- **Challenge**
Copy out all of the items below, changing every "instance" to "occurrence" and keeping everything else the same. Leave the pictures out of your answer.

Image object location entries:
──────────────────────────────

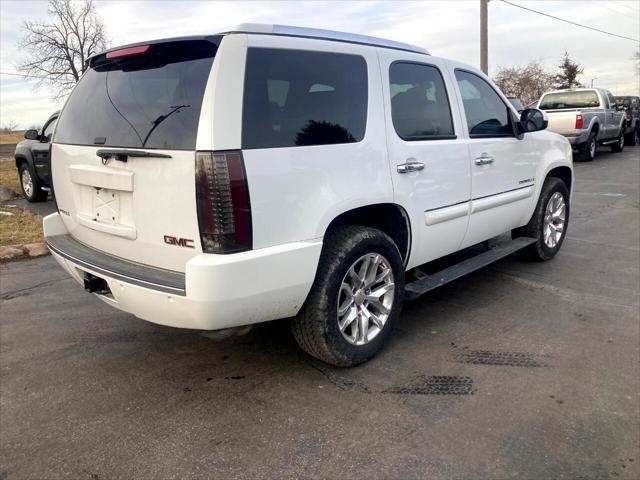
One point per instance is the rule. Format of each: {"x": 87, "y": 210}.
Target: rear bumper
{"x": 215, "y": 292}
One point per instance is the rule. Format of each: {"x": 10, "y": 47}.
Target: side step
{"x": 496, "y": 251}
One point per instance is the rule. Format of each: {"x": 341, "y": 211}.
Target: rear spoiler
{"x": 102, "y": 58}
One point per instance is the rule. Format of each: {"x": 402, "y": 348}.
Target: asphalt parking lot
{"x": 521, "y": 370}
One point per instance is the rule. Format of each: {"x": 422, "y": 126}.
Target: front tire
{"x": 549, "y": 222}
{"x": 630, "y": 139}
{"x": 587, "y": 151}
{"x": 30, "y": 185}
{"x": 356, "y": 297}
{"x": 619, "y": 145}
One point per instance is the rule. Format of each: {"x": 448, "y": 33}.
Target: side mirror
{"x": 533, "y": 120}
{"x": 31, "y": 135}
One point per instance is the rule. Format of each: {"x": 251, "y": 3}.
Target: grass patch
{"x": 20, "y": 228}
{"x": 9, "y": 175}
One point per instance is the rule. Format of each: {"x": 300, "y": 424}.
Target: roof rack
{"x": 291, "y": 31}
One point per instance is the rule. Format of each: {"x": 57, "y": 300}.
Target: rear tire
{"x": 619, "y": 145}
{"x": 325, "y": 327}
{"x": 587, "y": 151}
{"x": 551, "y": 214}
{"x": 630, "y": 139}
{"x": 30, "y": 185}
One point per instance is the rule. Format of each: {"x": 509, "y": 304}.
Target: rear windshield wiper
{"x": 123, "y": 155}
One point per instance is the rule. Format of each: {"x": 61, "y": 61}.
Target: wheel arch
{"x": 391, "y": 218}
{"x": 21, "y": 158}
{"x": 564, "y": 173}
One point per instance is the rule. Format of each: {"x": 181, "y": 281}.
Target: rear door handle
{"x": 484, "y": 159}
{"x": 410, "y": 167}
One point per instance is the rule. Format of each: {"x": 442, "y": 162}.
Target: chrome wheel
{"x": 365, "y": 298}
{"x": 27, "y": 182}
{"x": 554, "y": 220}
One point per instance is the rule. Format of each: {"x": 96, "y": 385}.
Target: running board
{"x": 497, "y": 250}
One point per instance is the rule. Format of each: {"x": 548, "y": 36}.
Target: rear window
{"x": 301, "y": 98}
{"x": 553, "y": 101}
{"x": 151, "y": 100}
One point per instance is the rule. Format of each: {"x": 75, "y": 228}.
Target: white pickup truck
{"x": 587, "y": 117}
{"x": 218, "y": 181}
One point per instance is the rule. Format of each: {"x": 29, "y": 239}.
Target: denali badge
{"x": 180, "y": 242}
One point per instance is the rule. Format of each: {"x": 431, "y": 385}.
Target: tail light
{"x": 222, "y": 197}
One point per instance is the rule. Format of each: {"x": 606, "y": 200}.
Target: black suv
{"x": 631, "y": 119}
{"x": 33, "y": 161}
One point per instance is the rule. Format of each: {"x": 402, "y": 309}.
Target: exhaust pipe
{"x": 227, "y": 332}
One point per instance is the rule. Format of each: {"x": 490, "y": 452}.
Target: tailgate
{"x": 563, "y": 122}
{"x": 142, "y": 210}
{"x": 143, "y": 102}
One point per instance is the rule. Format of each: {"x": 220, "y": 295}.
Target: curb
{"x": 10, "y": 253}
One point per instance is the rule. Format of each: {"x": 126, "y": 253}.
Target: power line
{"x": 22, "y": 75}
{"x": 623, "y": 5}
{"x": 569, "y": 21}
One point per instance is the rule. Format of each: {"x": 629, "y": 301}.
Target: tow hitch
{"x": 93, "y": 284}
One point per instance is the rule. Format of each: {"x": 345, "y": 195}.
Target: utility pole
{"x": 484, "y": 63}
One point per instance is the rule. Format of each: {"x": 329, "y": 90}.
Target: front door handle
{"x": 484, "y": 159}
{"x": 410, "y": 167}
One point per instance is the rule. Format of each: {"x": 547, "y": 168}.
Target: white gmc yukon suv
{"x": 276, "y": 172}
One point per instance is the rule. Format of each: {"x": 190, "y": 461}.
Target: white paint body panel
{"x": 295, "y": 194}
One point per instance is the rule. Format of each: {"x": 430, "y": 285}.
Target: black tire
{"x": 630, "y": 139}
{"x": 36, "y": 194}
{"x": 620, "y": 143}
{"x": 535, "y": 228}
{"x": 316, "y": 327}
{"x": 587, "y": 151}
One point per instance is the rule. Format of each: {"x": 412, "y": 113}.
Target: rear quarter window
{"x": 302, "y": 98}
{"x": 560, "y": 100}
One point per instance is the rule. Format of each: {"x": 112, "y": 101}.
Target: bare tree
{"x": 528, "y": 83}
{"x": 569, "y": 72}
{"x": 9, "y": 127}
{"x": 57, "y": 51}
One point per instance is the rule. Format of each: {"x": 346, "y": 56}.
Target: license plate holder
{"x": 106, "y": 206}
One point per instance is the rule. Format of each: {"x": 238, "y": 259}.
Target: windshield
{"x": 151, "y": 100}
{"x": 583, "y": 99}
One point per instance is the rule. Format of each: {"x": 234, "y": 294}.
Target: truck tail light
{"x": 222, "y": 198}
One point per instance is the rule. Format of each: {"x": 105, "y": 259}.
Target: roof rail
{"x": 286, "y": 30}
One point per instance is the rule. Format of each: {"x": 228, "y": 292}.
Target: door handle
{"x": 484, "y": 159}
{"x": 410, "y": 167}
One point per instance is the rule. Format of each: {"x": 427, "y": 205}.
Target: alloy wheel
{"x": 27, "y": 182}
{"x": 365, "y": 298}
{"x": 554, "y": 220}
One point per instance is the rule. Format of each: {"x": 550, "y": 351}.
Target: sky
{"x": 447, "y": 29}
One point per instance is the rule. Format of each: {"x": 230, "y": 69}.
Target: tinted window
{"x": 419, "y": 104}
{"x": 151, "y": 100}
{"x": 295, "y": 98}
{"x": 48, "y": 130}
{"x": 487, "y": 115}
{"x": 582, "y": 99}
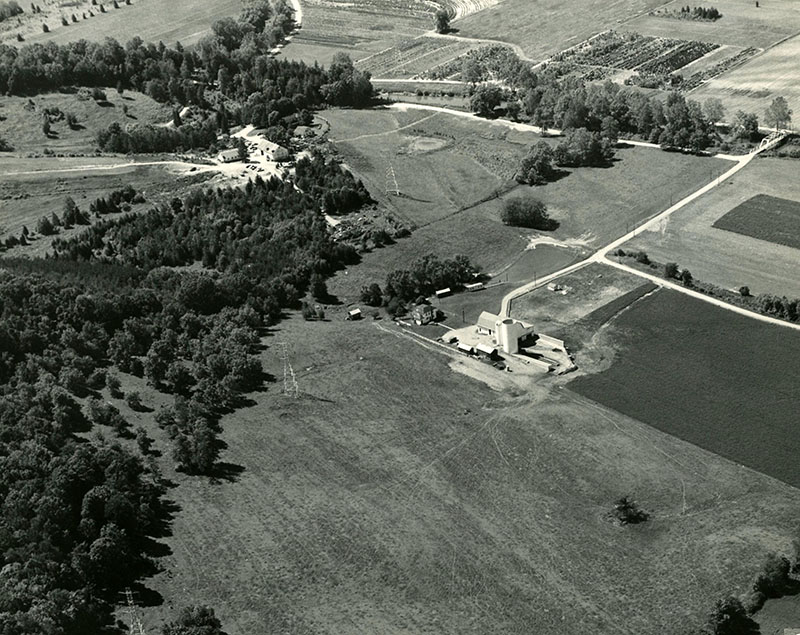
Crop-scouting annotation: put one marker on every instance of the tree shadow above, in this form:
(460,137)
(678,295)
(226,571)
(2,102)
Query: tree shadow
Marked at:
(225,471)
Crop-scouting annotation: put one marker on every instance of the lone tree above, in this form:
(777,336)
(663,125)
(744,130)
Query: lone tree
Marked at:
(729,617)
(778,115)
(442,21)
(627,512)
(527,212)
(713,110)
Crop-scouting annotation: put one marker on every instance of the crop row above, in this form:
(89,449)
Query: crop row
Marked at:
(677,58)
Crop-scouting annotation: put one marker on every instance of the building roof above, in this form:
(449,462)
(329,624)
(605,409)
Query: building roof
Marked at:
(485,348)
(487,320)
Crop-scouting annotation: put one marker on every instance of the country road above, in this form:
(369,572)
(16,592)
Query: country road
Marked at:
(602,255)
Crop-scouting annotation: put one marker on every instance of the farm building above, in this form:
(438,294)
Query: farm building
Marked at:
(423,314)
(228,156)
(506,332)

──────────────────────────────

- **Solution to this task**
One point per occurrence is the rule. Format of each: {"x": 87, "y": 210}.
Target: rear bumper
{"x": 215, "y": 292}
One point per occurrence is the rule. Format of each: {"x": 10, "y": 47}.
Target: side step
{"x": 496, "y": 251}
One point per occurrence is the rule. Format of each: {"x": 341, "y": 211}.
Target: rear spoiler
{"x": 102, "y": 58}
One point per occurrence is the rule. Format of each: {"x": 402, "y": 348}.
Target: asphalt parking lot
{"x": 521, "y": 370}
One point per occurrence is the rule. Format of each: {"x": 422, "y": 126}.
Target: front tire
{"x": 549, "y": 222}
{"x": 630, "y": 139}
{"x": 587, "y": 151}
{"x": 30, "y": 185}
{"x": 356, "y": 297}
{"x": 619, "y": 145}
One point per occurrence is the rule. Format of each: {"x": 448, "y": 33}.
Target: side mirror
{"x": 533, "y": 120}
{"x": 31, "y": 135}
One point per occurrence is the rule. Format of each: {"x": 251, "y": 3}.
Target: grass patch
{"x": 20, "y": 228}
{"x": 9, "y": 175}
One point per occurrence is the rule. Format of each: {"x": 300, "y": 424}.
Target: roof rack
{"x": 291, "y": 31}
One point per occurrence is the rule. Format of each: {"x": 57, "y": 300}.
Target: rear tire
{"x": 619, "y": 145}
{"x": 325, "y": 327}
{"x": 587, "y": 151}
{"x": 551, "y": 214}
{"x": 630, "y": 139}
{"x": 30, "y": 185}
One point per occurrence is the rule. Format of each: {"x": 509, "y": 304}.
Target: rear windshield wiper
{"x": 123, "y": 155}
One point per occurrence is the rule. Format of each: {"x": 61, "y": 61}.
Target: wheel arch
{"x": 391, "y": 218}
{"x": 21, "y": 158}
{"x": 564, "y": 173}
One point per occurrence is the rule. Format of each: {"x": 181, "y": 281}.
Target: rear door handle
{"x": 484, "y": 159}
{"x": 410, "y": 167}
One point per occurrence is the rule. Format of each: {"x": 442, "y": 162}.
Target: chrome wheel
{"x": 365, "y": 298}
{"x": 27, "y": 182}
{"x": 554, "y": 220}
One point per occurrence is the rule. Format of each: {"x": 96, "y": 385}.
Target: running board
{"x": 497, "y": 250}
One point per occurrence is the rule. Format of each: {"x": 548, "y": 36}.
Target: rear window
{"x": 301, "y": 98}
{"x": 553, "y": 101}
{"x": 151, "y": 100}
One point per occurrence is the rule. Format of each: {"x": 75, "y": 228}.
Target: white pickup truck
{"x": 587, "y": 117}
{"x": 218, "y": 181}
One point per occurrence is the rule. Format of each: {"x": 29, "y": 239}.
Target: denali badge
{"x": 180, "y": 242}
One point per occurrence is the rule. Format of each: {"x": 431, "y": 385}.
Target: tail light
{"x": 222, "y": 197}
One point per occurrence is the rule. Format of each: {"x": 606, "y": 200}.
Target: black suv
{"x": 631, "y": 119}
{"x": 33, "y": 161}
One point per occurrence is the rule. Format of each: {"x": 402, "y": 309}.
Target: exhaust pipe
{"x": 227, "y": 332}
One point per occurrence is the rule. Format of each: {"x": 490, "y": 452}.
Target: tailgate
{"x": 563, "y": 122}
{"x": 142, "y": 210}
{"x": 143, "y": 102}
One point per occurrence is the rule. Format of each: {"x": 220, "y": 295}.
Target: curb
{"x": 10, "y": 253}
One point per occurrence is the rule. Format of each: {"x": 126, "y": 253}.
Target: power line
{"x": 22, "y": 75}
{"x": 623, "y": 5}
{"x": 569, "y": 21}
One point per occurrence is the rule. Format of each: {"x": 629, "y": 301}.
Target: tow hitch
{"x": 93, "y": 284}
One point per occurrence is the rule. Format of each: {"x": 345, "y": 195}.
Target: utility pole
{"x": 484, "y": 63}
One point per occurrence is the rule. Format of each: {"x": 329, "y": 90}.
Target: front door handle
{"x": 484, "y": 159}
{"x": 410, "y": 167}
One point per occurrence is the rule. Format of each: {"x": 547, "y": 168}.
Target: white gmc yukon suv
{"x": 276, "y": 172}
One point per occurrence is the rule. Format of each: {"x": 190, "y": 461}.
Target: white paint body panel
{"x": 295, "y": 194}
One point per occurrence is the rule. Format of each: {"x": 430, "y": 285}.
Target: black tire
{"x": 630, "y": 139}
{"x": 36, "y": 194}
{"x": 620, "y": 143}
{"x": 535, "y": 228}
{"x": 316, "y": 327}
{"x": 587, "y": 151}
One point per occurrence is the rule. Format of each: {"x": 412, "y": 113}.
Target: rear quarter window
{"x": 302, "y": 98}
{"x": 560, "y": 100}
One point per occurrence is the rule. Format of each: {"x": 112, "y": 101}.
Target: bare tree
{"x": 528, "y": 83}
{"x": 569, "y": 72}
{"x": 9, "y": 127}
{"x": 57, "y": 51}
One point per occurrence is the rule. Format of each: {"x": 346, "y": 56}.
Target: license plate holder
{"x": 106, "y": 206}
One point per occurrence is the rule. Format of each: {"x": 238, "y": 259}.
Target: windshield
{"x": 151, "y": 100}
{"x": 583, "y": 99}
One point per occurrence is the rule. Format of each: {"x": 234, "y": 294}.
Target: truck tail light
{"x": 222, "y": 198}
One point per occurrence is the rule. Format of each: {"x": 105, "y": 259}.
Target: roof rail
{"x": 286, "y": 30}
One point per occurrence is the rule. Format of each: {"x": 228, "y": 292}.
Target: door handle
{"x": 484, "y": 159}
{"x": 410, "y": 167}
One point per occurrence is the rule. Format of each: {"x": 427, "y": 205}.
Target: alloy wheel
{"x": 27, "y": 182}
{"x": 365, "y": 298}
{"x": 554, "y": 220}
One point per occurrence is the rule. Format of each: {"x": 550, "y": 351}.
Target: sky
{"x": 447, "y": 29}
One point per occurrence is the rule. Format of each: {"x": 230, "y": 69}.
Target: tinted window
{"x": 419, "y": 104}
{"x": 151, "y": 100}
{"x": 295, "y": 98}
{"x": 48, "y": 130}
{"x": 487, "y": 115}
{"x": 582, "y": 99}
Crop-scouting annotation: put one marker on every occurrence of the tree shadow above, in this form:
(460,137)
(678,295)
(226,571)
(2,102)
Query: tree shadow
Marked at:
(225,471)
Crop-scouting annotation: put one marker on every occurrence of the lone tree above, in this form:
(777,336)
(663,125)
(744,130)
Query: lone tree
Marked at:
(729,617)
(778,115)
(442,21)
(627,512)
(527,212)
(713,110)
Crop-scouting annotation: put one marker on every occurrence of the crop row above, in this form:
(89,449)
Query: crop row
Marked at:
(677,58)
Crop-scouting annotation: put one marker on every occurrence of the building roof above, in this form:
(449,462)
(329,624)
(605,409)
Query: building roof
Marked at:
(485,348)
(487,320)
Crop-scouting annotation: put one marker on every occurrence of the country road above, in this form:
(369,572)
(16,592)
Query: country road
Marked at:
(602,255)
Crop-scouting annotation: put one marker on every occurrence of the farm building above, in this form:
(438,294)
Query: farm building
Marked at:
(423,314)
(228,156)
(506,332)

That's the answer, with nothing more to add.